-------- Texto proporcionado --------

Filosofía y teoría de la educación

(Des)habitar las aulas: descripción de un malestar desde la filosofía del espacio

24 agosto, 2021

El investigador del CIUP, Cesare del Mastro, escribe para el Espacio de Reflexión del boletín Punto de Equilibrio N°17.

El siguiente artículo se realiza a título personal y no refleja necesariamente la opinión institucional de la Universidad del Pacífico.

En su libro En casa. Los territorios de la intimidad, Perla Serfaty-Garzon propone entender la dimensión subjetiva y simbólica de la experiencia de habitar a partir del trauma del robo, del allanamiento del propio hogar. Si en el asalto del domicilio sentimos que se han violado los límites entre el espacio externo y el espacio interno, y se ha vulnerado algo de nosotros mismos en el hurto de nuestros objetos y en la desarticulación del orden –o del desorden– según el cual los habíamos dispuesto, es porque habitar no significa únicamente ocupar un espacio físico, alojarse o cobijarse, sino configurar un lugar determinado de manera tal que encarne y comunique nuestra identidad. Habitar el espacio es, ante todo, una experiencia vivida: todo lugar habitado es lugar para alguien según la manera específica como dicho espacio se estructura en función de experiencias y se carga de múltiples significados. Este es, de hecho, el sentido primigenio de la ética, pues a la pregunta ¿cómo deseo vivir?, una de las acepciones del término griego ethos responde con la noción de morada: el “buen vivir” requiere la construcción del espacio que quiero habitar, acorde conmigo mismo y reflejo de mi carácter, de mi personalidad. Se trata de la consonancia entre la “morada externa” y la “morada interna”.

Las aulas de nuestros colegios y universidades no han sido objeto de allanamiento en sentido estricto, pero el hecho de que se encuentren vacías, deshabitadas desde hace ya un año y medio, puede ser percibido como un despojo: algo fundamental de la experiencia docente y estudiantil nos ha sido arrebatado. Quisiera evocar en estas breves líneas dos manifestaciones de dicha usurpación para que, a través de algunas ideas generales inspiradas de la filosofía del espacio, de este malestar de la des-habitación de las aulas emerjan con mayor claridad su sentido y su valor, y, así, las razones no solo técnicas sino antropológicas que apuntan a un retorno urgente a ellas.

  1. “Voy a clases”

El primer malestar ligado a la des-habitación de las aulas me remite a la sensación de haber concluido mi sesión de clase virtual y, al apagar la computadora, observar la pared de la sala y la misma mesa del comedor sobre la que había desayunado, me dispondría a almorzar, respondería correos electrónicos, conversaría con mis amigos a través de “zoom” y volvería a dar clases. El sentimiento de haber muerto un poco a mí mismo sobre esa mesa proviene del eclipse de todos los espacios dispuestos culturalmente para cada una de las actividades mencionadas, de su reducción violenta a un solo ambiente en una suerte de arresto domiciliario: no había “ido a dictar” a ningún lugar y mis estudiantes no habían “ido a clases”. Habíamos permanecido, y seguíamos, cada uno en su propia casa.

-------- Datos proporcionados --------

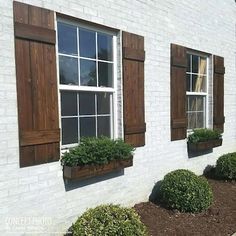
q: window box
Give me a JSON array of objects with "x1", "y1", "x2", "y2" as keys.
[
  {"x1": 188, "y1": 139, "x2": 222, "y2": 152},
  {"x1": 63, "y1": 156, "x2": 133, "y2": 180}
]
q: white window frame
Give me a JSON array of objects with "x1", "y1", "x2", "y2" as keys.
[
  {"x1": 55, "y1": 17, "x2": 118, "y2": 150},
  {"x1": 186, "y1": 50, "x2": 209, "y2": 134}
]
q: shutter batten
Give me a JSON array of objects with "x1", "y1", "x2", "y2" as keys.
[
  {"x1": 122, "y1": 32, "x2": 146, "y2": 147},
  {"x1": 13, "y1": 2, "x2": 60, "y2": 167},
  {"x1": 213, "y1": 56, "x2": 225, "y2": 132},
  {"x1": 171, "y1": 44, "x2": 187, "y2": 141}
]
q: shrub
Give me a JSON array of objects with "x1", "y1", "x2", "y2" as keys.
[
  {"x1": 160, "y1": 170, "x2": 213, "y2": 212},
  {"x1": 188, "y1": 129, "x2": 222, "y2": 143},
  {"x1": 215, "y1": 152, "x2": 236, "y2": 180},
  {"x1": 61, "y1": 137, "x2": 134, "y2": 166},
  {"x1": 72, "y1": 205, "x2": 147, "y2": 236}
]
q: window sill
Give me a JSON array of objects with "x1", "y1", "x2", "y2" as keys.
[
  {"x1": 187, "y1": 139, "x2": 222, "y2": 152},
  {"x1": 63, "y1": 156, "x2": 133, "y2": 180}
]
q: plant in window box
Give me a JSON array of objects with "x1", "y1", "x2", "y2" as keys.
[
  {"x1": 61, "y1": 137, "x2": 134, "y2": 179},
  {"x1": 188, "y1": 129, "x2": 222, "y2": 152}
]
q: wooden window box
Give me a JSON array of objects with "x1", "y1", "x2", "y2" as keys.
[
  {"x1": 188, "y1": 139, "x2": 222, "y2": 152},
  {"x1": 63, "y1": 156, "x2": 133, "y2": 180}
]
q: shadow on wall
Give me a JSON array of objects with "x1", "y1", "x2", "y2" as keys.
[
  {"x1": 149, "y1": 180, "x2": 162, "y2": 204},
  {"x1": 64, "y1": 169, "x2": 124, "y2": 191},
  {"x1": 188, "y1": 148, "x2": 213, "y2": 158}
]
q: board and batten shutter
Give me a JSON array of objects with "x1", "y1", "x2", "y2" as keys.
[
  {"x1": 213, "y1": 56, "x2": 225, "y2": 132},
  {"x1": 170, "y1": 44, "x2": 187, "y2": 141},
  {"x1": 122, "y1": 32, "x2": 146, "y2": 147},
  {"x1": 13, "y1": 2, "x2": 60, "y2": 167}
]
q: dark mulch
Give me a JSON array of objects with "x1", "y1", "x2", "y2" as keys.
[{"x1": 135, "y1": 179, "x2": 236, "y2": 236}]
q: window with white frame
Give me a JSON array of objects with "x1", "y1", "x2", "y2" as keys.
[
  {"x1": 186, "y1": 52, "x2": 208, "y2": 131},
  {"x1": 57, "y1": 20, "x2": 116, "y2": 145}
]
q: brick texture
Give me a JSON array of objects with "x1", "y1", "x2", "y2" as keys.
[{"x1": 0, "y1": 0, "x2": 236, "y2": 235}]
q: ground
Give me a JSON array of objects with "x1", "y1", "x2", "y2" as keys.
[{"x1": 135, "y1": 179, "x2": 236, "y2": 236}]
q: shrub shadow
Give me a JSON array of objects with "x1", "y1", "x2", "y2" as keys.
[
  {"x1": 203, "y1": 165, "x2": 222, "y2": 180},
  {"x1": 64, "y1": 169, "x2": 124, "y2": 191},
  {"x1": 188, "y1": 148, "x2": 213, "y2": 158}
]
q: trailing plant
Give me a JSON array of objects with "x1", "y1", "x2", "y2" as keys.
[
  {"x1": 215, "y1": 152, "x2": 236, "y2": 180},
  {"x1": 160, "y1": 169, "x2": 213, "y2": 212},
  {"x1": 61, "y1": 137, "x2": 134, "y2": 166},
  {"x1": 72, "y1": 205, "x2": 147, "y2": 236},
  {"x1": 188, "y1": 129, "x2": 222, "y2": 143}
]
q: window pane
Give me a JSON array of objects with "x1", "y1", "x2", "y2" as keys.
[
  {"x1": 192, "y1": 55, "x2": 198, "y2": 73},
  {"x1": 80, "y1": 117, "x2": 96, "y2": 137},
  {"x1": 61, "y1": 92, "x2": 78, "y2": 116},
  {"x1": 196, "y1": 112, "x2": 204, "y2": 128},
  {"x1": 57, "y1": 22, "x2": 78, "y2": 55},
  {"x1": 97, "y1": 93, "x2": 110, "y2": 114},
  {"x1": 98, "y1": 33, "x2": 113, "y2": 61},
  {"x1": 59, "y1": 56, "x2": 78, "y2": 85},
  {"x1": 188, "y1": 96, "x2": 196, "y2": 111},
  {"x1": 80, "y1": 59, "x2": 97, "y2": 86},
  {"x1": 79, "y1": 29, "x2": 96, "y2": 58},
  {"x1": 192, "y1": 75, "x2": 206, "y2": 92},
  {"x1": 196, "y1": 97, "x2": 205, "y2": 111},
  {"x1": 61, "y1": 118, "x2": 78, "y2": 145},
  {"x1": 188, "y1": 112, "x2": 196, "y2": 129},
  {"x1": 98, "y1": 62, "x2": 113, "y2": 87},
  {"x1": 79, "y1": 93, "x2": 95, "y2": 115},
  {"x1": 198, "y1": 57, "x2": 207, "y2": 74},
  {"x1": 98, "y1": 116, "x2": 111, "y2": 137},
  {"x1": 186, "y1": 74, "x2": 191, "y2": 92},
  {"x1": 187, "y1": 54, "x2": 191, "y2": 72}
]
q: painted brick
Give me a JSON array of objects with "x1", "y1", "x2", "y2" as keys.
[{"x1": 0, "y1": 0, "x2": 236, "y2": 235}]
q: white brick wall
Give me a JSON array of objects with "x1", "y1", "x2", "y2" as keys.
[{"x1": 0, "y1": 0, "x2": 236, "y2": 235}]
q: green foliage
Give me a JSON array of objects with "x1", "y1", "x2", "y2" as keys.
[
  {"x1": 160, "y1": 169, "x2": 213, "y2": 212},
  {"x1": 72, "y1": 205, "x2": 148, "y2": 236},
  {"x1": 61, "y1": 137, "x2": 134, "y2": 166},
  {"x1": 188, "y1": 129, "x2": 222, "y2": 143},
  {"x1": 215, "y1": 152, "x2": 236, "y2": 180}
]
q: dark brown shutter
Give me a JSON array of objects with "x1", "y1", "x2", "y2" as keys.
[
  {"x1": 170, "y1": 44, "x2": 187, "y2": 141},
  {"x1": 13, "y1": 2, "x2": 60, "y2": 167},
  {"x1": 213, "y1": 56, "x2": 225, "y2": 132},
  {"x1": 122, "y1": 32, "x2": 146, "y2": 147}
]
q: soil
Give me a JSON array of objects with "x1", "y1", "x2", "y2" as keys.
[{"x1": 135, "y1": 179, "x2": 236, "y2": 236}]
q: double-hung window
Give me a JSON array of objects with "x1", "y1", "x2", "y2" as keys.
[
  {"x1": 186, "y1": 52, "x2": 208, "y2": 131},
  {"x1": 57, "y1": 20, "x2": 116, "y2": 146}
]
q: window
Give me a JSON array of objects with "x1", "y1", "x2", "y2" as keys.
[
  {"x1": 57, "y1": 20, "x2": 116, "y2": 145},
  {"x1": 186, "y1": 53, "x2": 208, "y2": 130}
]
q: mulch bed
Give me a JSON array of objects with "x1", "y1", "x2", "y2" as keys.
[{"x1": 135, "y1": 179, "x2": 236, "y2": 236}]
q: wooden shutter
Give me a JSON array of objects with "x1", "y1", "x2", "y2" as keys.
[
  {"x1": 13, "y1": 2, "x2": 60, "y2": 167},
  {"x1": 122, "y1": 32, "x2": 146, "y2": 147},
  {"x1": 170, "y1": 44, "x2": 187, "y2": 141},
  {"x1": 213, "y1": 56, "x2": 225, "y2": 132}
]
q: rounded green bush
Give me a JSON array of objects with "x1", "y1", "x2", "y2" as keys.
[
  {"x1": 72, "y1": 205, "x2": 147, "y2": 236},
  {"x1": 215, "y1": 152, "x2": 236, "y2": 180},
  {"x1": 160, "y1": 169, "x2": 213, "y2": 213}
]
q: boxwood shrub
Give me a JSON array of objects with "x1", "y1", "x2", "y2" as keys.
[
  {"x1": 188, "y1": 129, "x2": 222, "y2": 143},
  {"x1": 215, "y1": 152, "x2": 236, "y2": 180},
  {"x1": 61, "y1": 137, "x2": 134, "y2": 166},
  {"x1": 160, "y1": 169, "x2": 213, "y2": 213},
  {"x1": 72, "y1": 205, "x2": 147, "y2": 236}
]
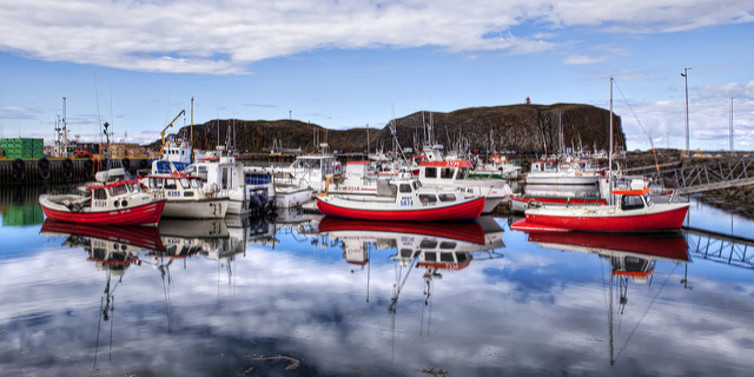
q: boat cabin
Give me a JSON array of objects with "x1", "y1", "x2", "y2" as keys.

--------

**Qué se pide:**
1) Reproduce el pasaje del artículo sobre la des-habitación de las aulas que comienza en las palabras "(Des)habitar las aulas: descripción" y termina después de "de Equilibrio N°17.".
2) Enumera las actividades que, según el artículo sobre la des-habitación de las aulas, el autor realiza o realizaría sobre la misma mesa del comedor.
3) Retoma, por favor, el artículo sobre la des-habitación de las aulas y continúalo a partir del punto en que se detiene.

**Resultados en orden:**
1)
(Des)habitar las aulas: descripción de un malestar desde la filosofía del espacio

24 agosto, 2021

El investigador del CIUP, Cesare del Mastro, escribe para el Espacio de Reflexión del boletín Punto de Equilibrio N°17.

2)
- Desayunar
- Almorzar
- Responder correos electrónicos
- Conversar con amigos a través de "zoom"
- Volver a dar clases

3)
Si bien la posibilidad de tener una habitación propia es un derecho basado en la necesidad de separar los espacios público y privado, y hacer, por lo tanto, de mi habitación un lugar de afirmación de mi identidad, de cuidado corporal, despliegue sexual y reflexión personal, el confinamiento y la educación a distancia la han convertido de un lugar escogido (celda del monje o del adolescente que reclama su cuarto para dormir solo) en un lugar impuesto (celda del prisionero o del enfermo que no debe contaminar a los demás), de refugio y reposo en encierro. La autora de Historia de habitaciones, Michelle Perrot, sugiere, por ello, repensar la habitación –“medio y expresión espacial de la individualidad”– en la época del coronavirus desde esta paradoja según la cual dicho espacio personal es a la vez objeto de deseo y de rechazo, de libertad y de imposición, de soledad expansiva y de cuarentena limitante. Esta contradicción propia de nuestro vínculo con el espacio durante la pandemia acentúa la tensión que se vivía ya en el choque entre dos tendencias: atenuar, por un lado, las fronteras entre lo privado y lo público en un gesto político de apertura y transparencia; y reivindicar, por otro lado, en contextos de hacinamiento y ante el voyerismo característico de las redes sociales, la habitación separada como un derecho a la intimidad y al secreto.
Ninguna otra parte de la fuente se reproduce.